**ACTIVITY LIST:**
1. In the article on the Jewish vote, what position does Jay Garfinkel hold?
2. Using the article on the Jewish vote below, say whether each statement agrees with it, and back each yes or no with the deciding words quoted from the article: (a) Lieberman joined the presidential ticket in 2000. (b) B'nai Brith researchers found younger Jewish Americans more likely than their parents to lean Democratic. (c) The pollster who sensed an erosion of support was a Republican.
3. Carry the article on the Jewish vote forward from its final sentence.

(Beginning of EXTRACT)

Diplomacy Based On 2004 Election
IF I WAS A PALESTINIAN MILITANT (OR CIVILIAN) I'LD BE VERY QUIET
'TILL AFTER THE 2004 ELECTION!
Some see Jewish shift toward GOP
By Anne E. Kornblut, Globe Staff, 5/7/2003
ASHINGTON -- The Jewish community responded enthusiastically when Senator Joseph I.
Lieberman joined the presidential ticket in 2000, a move many saw as recognition of their long
support for the party of Franklin D. Roosevelt and John F. Kennedy. As they had for every election in
decades, Jewish voters overwhelmingly cast their ballots for the Democrats.
But after a year and a half of strong statements
from President Bush about fighting terrorism,
along with his equally strong backing of Prime
Minister Ariel Sharon of Israel, some prominent
analysts in both parties say they detect a shift in
the Jewish community. For the first time in more
than 20 years, one Democratic pollster said he
sensed an erosion of support from Jewish
activists that could affect the presidential race.
And according to researchers at B'nai Brith,
younger Jewish Americans seem more likely to
lean Republican than their parents.
Younger Jews do not have the attachment to
defining moments in Democratic history like the
New Deal that their parents and grandparents do,
making them more open to consider voting for a
Republican candidate, the researchers said.
''Our conclusion is, there's going to be a fight for the Jewish vote in 2004,'' said Jay Garfinkel, executive
editor of the B'nai Brith magazine International Jewish Monthly, which is publishing the report.

(End of EXTRACT)
(Beginning of MATERIAL PROVIDED)

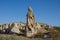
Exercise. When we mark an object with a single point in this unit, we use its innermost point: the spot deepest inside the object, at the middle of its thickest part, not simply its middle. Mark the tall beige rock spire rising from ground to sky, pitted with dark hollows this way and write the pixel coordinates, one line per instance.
(31, 24)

(End of MATERIAL PROVIDED)

**RESPONSE LIST:**
1. He is executive editor of the B'nai Brith magazine International Jewish Monthly.

2.
(a) Yes: "Lieberman joined the presidential ticket in 2000"
(b) No: "younger Jewish Americans seem more likely to lean Republican than their parents"
(c) No: "one Democratic pollster said he sensed an erosion of support"

3.
There is already ''a detectable shift in the Jewish community, in terms of their openness and willingness to
support Republican candidates,'' said Matthew Brooks of the Republican Jewish Coalition. ''Right now
we're on a path, looking at 2004, where we're going to see, I think, that increase in Jewish support
continue.'' Not all Jewish voters support the Sharon government, which has taken a hard-line approach in
the Palestinian territories to rout out Terrorism
and has been reluctant to stop settlement activity, a key
component of the peace process. Also, it is never simple to measure opinions in the Jewish community,
where views of the most outspoken leaders are not always shared at the grass roots. Political scientists also
differ in their assessment of how much opinions have changed.
But one prominent Democratic pollster, who spoke on condition of anonymity, said that some Jewish
activists and fund-raisers have been lured to consider supporting Bush by his forceful response to terrorism,
an issue that resonates deeply with supporters of Israel and people who have traveled there.
Bush has sided with Israel repeatedly, referring to Sharon as a ''man of peace'' last year and demanding
that all terrorist attacks stop before the peace process moves ahead. In response, the American Israel
Public Affairs Committee has issued more than a dozen statements over the last year and a half,
''applauding'' Bush for his support of Israel, one sign of the evolving relationship between Bush and the
In standing up to other countries, Bush has struck a chord with some Jewish voters, who may be liberal on
social issues but are generally hawkish on foreign policy, according to University of Virginia political
scientist Larry Sabato.
''I think some Jewish voters have been attracted to Bush's strength and national security stands beyond
Israel,'' he said. ''They prefer a strong foreign policy leader to a weak one, and we've seen this before in
previous highs among Jews voting Republican. There's certainly a precedent for this.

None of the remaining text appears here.